> **Work request**
Please answer these questions from the Charles Rennie Mackintosh article below, giving each answer on its own numbered line:
1. In what year did Charles and Margaret meet as students?
2. For whom did Mackintosh design Hill House?
3. Where did the couple move when they left Glasgow?

> **Excerpted text**
---

Charles Rennie Mackintosh: A Legacy and a Love Story

Behind the beautiful work of the ‘Father of Glasgow’ lay a deep and lasting love.

Barbara Butcher | Published 02 September 2015

Charles Rennie Mackintosh, c.1893.
Charles Rennie Mackintosh, c.1893.

The fire at The Glasgow School of Art in May 2014 destroyed the magnificent library, devastating devotees of Charles Rennie Mackintosh, particularly Glaswegians, who look on him as the ‘Father of Glasgow’. It did, however, introduce his work to a wider community, many of whom thought it was limited to jewellery and designs destined to appear on carrier bags and tea towels. In fact he did not make jewellery, except one piece, which he designed for his wife, Margaret.

What is perhaps less well known is the enduring love match of Charles and his wife, Margaret Macdonald Mackintosh. They met as students at the old Glasgow School of Art in 1883. Little did they know that Charles would one day be the architect of the new Glasgow School of Art. 

He was employed by the architectural practice of Honeyman and Keppie which, in 1897, won a competition with his design for the new Glasgow School of Art. Because he was not a partner in the firm, Honeyman and Keppie took the glory. But by then Mackintosh was already making a name for himself elsewhere.

The couple were married in 1900. Their home, which is now replicated at the Hunterian Gallery in Glasgow, was both beautiful and functional. Their collaboration in the design of the famous Willow Tea Rooms, commissioned by a Miss Cranston, was a work of art in itself. Meticulous attention to detail was apparent, right down to the teaspoons, china and the attire of the staff. During those heady days commissions kept them occupied and in addition to the tea rooms Mackintosh designed Hill House for publisher Walter Blackie. Margaret was well known for her fabric designs and paintings. By then Mackintosh had won prizes in Italy and Vienna, where he met Gustav Klimt and other artists.

This talented couple seemed to have the world at their feet but unfortunately their work was better known on the Continent than in Britain and by 1914 commissions had dried up and they moved from Glasgow to Walberswick in Suffolk. It was there that Mackintosh executed exquisite botanical watercolours. This was during the First World War and the local folk mistrusted the man with the strange accent who received mail from Vienna. Mackintosh enjoyed walking along the sea front at night carrying a lantern. The locals thought he was signalling to the German fleet and reported him. He was arrested and imprisoned while his wife was away and it was only on her return that she was able to convince the authorities of their mistake.

---

Stored data entries
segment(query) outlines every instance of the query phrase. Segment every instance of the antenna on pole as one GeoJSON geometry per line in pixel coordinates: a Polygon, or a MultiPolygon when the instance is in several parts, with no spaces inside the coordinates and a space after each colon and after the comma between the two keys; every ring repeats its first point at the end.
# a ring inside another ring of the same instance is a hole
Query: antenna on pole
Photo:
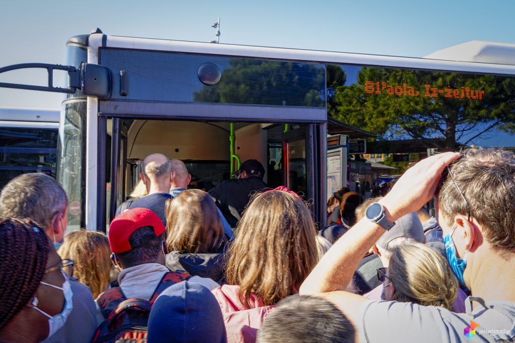
{"type": "Polygon", "coordinates": [[[216,36],[216,41],[211,41],[211,43],[220,43],[220,17],[218,17],[218,21],[211,25],[211,27],[216,29],[215,35],[216,36]]]}

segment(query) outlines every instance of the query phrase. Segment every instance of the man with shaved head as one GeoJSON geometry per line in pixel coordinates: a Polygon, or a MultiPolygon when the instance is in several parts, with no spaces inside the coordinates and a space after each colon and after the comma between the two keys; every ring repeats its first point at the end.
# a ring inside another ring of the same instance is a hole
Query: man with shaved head
{"type": "Polygon", "coordinates": [[[131,208],[142,207],[153,211],[166,225],[165,203],[172,197],[172,163],[163,154],[152,154],[143,160],[143,171],[140,177],[147,188],[148,194],[133,201],[126,201],[116,210],[116,215],[131,208]]]}
{"type": "MultiPolygon", "coordinates": [[[[192,176],[188,172],[188,169],[184,162],[180,159],[173,159],[170,161],[171,162],[171,188],[170,189],[170,194],[175,197],[181,192],[186,190],[188,185],[190,184],[190,181],[191,180],[192,176]]],[[[220,216],[224,232],[229,238],[232,239],[233,234],[231,225],[227,222],[227,220],[218,207],[216,208],[216,210],[218,212],[218,215],[220,216]]]]}

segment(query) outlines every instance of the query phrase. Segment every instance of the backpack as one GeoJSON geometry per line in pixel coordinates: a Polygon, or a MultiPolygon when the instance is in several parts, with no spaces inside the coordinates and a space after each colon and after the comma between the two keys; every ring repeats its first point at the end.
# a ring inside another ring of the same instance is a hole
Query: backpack
{"type": "Polygon", "coordinates": [[[156,299],[169,286],[191,277],[180,272],[167,273],[149,300],[127,299],[119,287],[100,294],[97,302],[107,319],[97,328],[93,342],[146,343],[148,316],[156,299]]]}

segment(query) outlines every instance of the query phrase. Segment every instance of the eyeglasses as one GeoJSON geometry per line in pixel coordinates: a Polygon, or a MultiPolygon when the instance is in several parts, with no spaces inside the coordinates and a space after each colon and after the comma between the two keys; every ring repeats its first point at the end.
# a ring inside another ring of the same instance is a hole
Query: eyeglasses
{"type": "Polygon", "coordinates": [[[454,176],[453,175],[452,173],[451,172],[451,168],[448,166],[447,168],[443,170],[442,172],[441,177],[440,178],[440,183],[438,184],[438,187],[436,188],[436,191],[435,192],[435,196],[438,196],[438,194],[440,194],[440,190],[441,189],[442,186],[443,185],[443,182],[444,180],[447,179],[447,174],[449,174],[449,176],[451,176],[451,180],[452,183],[454,184],[454,187],[456,189],[458,190],[458,193],[459,193],[460,196],[461,198],[463,199],[463,201],[465,202],[465,205],[467,206],[467,212],[468,215],[468,218],[467,220],[470,221],[470,206],[469,206],[469,202],[467,201],[467,199],[465,198],[465,196],[463,195],[463,192],[460,189],[459,186],[458,186],[458,184],[456,183],[454,180],[454,176]]]}
{"type": "Polygon", "coordinates": [[[391,282],[391,279],[386,276],[386,267],[378,268],[375,269],[377,272],[377,280],[381,282],[384,282],[385,280],[388,279],[391,282]]]}
{"type": "Polygon", "coordinates": [[[45,270],[45,274],[60,270],[71,277],[73,275],[73,265],[75,263],[75,261],[72,259],[61,260],[60,264],[47,268],[45,270]]]}

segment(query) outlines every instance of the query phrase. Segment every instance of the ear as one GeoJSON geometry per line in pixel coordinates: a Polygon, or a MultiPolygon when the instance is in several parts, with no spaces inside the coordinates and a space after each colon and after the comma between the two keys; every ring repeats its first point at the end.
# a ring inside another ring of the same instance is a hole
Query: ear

---

> **Answer below**
1. 1883
2. Publisher Walter Blackie
3. Walberswick in Suffolk